▸ **Exercise description**: Write the next part of the forum thread about Bumper Boy launchers in cold weather, beginning after its last sentence.

▸ **Extract**:
# Bumper Boys and COOLLLLD Weather



## KEukaFlyer (Oct 7, 2005)

I've been reading back aways and it seems some people have problems with their Bumper Boys in cold weather.

Mine are hit-and-miss. The other day it was 15-20 degrees and one BB worked fine and they other shot both bumpers about 4 feet in the air. First step I cleaned out the inside of the launcher barrel, didn't help. I got out the directions and put some grease on the O-rings and yesterday it helped - 3 succesful launches and 1 failed off of the one and the other was fine.

I do have to mention the one I am having trouble with was left in a light rain one night, but I brought it in and dried it off...no long term affects I can see. They are also the newer models, I just bought them this year.

Does anyone else have these types of problems or any solutions?????

Thanks!!
Joe


----------



## roxie (Oct 23, 2003)

Hi Joe.

The moisture hinders the .22 cartridge powder from fully burning....thus creating weak/poor launches.

The key is to store them in a dry, low humidity area. Moisture and electronics are not friends. :wink: 

Good luck.


----------



## John Lash (Sep 19, 2006)

Joe,
I've been using Bumper Boys a long time. The few problems I've had were: 

Moisture, I'm sure you already know they don't work if the inside of the bumper or the barrel is wet or even damp. If you shoot them into water BB says to spin them around, like a windmill, or dry them out with a shotgun cleaning swab. I've done O.K. with a 12 gauge wire brush and patches to dry them. When the dogs bring them back you can lay them down so that water drains out instead of lays in them. It's easier to use spare dry bumpers though. Even wet cover, if the dog carries it a certain way or the bounce from when it's shot, it doesn't take much.


I've never had a problem that I think was temperature related, but I'm sure even a little snow in a bumper would be bad.

Bad ammo, I used to get no shot, looked at the blank and it had been hit hard by the firing pin. I used to keep the ammo in the box it came in, it takes a while to use it and invariably it would rain a few times in the course of using it. I now empty a new box into a waterproof container. No problems, maybe I just got some bad blanks, maybe it was water...They wouldn't fire at all though.

BB instructions say to use a dry lubricant in the firing pin assembly. I recently had some not fire occasionally and looking at the blank it had been hit very lightly. If you tried it again it would fire. I sprayed a gun cleaning solvent into the firing pin hole, let it run out the other end, then sprayed a little gun oil in and let it drain. Unlatch the assembly, cock it, spray the solvent and manually fire it a few times, then do the same with the oil. Watch your fingers... (Just trip the mechanism with the tip of your finger and don't hold onto the assembly in the back. If you're in doubt fire it with the transmitter.) Be sure to leave the assembly unlatched through all this so you aren't "dry firing" the pin into the barrel. Again this worked for me but they say to use a dry lubricant.


I've used them in the rain, even a light rain, set up several launchers and run several dogs. Once one is fired it's barrel is uncovered to let rain go into the hole in the top and possibly cause a misfire next time. I think if you reload and just shoot it you can dry the barrel, then reload and put the bumper on and it'll work so you don't have to walk back out because of a misfire.

If the batteries are low sometimes it will fire the first barrel, and not the second, then you reload, or walk out to check it, the battery has enough to fire again, like it's working erratically. If you have the sound option, hit the sound, and if it doesn't work the batteries are low. Don't overdo it though, BB told me that the sound option uses the most power to operate. They have a low battery light, but in my experience it doesn't come on soon enough.

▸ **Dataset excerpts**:
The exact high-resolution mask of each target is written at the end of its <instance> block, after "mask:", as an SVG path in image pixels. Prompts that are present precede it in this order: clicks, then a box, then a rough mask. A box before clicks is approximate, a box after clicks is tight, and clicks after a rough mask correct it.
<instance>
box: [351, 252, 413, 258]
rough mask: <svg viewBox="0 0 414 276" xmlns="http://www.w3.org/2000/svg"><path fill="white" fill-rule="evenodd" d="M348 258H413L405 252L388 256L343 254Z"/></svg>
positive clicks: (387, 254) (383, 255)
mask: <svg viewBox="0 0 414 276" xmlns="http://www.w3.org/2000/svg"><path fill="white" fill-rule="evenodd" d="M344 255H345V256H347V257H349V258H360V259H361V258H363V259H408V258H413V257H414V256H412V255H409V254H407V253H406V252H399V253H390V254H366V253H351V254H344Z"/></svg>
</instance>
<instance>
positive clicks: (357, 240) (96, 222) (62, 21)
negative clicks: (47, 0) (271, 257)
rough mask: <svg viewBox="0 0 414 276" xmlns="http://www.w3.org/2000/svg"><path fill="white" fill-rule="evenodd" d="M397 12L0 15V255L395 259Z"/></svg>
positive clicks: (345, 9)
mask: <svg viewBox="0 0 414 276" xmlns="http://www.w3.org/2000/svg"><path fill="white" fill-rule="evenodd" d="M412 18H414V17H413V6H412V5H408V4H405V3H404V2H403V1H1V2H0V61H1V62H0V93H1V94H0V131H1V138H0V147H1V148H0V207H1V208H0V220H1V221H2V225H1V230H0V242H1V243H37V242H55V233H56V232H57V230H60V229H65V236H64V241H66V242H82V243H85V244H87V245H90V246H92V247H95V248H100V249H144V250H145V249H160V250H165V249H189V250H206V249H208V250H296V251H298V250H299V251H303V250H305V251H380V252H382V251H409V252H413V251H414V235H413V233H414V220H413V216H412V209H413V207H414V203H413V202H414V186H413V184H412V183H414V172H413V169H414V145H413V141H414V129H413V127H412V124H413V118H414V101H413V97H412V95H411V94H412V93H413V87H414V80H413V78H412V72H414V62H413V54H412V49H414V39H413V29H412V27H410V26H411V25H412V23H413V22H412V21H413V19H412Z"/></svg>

▸ **Written answer**:
If someone left it out in the rain it probably is O.K., if something was wrong with the electronics it wouldn't fire at all. BB instuctions say it's O.K. to use them in the rain. I think it says to keep them upright.

Hope this helps

John


----------



## lablover (Dec 17, 2003)

Also, don't store wet bumpers on the launching tubes. Causes light corrosion.
Wipe the launch tubes with Hoppes # 9 or similar solvent to remove burnt powder residue.
I almost will never leave the BB's "loaded", and always leave the actions open for air circulation. Mine stay in the Suburban.


----------



## KEukaFlyer (Oct 7, 2005)

Thanks for the great input. I try to follow most of those points religously. I store my blanks in a waterproof tube and always let my bumpers dry out off of the unit. The times I tried it they were definitely dry. I have launched many times with wet bumpers and have had pretty good results with a misfire only once in a while.

The point about the firing pin not striking hard enough is of interest to me. I was under the impression as long as it struck enough to ignite the load it would all go. i'll have to check them out next time. They did sound more like a cork gun launching than a sharp crack. I wonder if some water got inside of the mechanism.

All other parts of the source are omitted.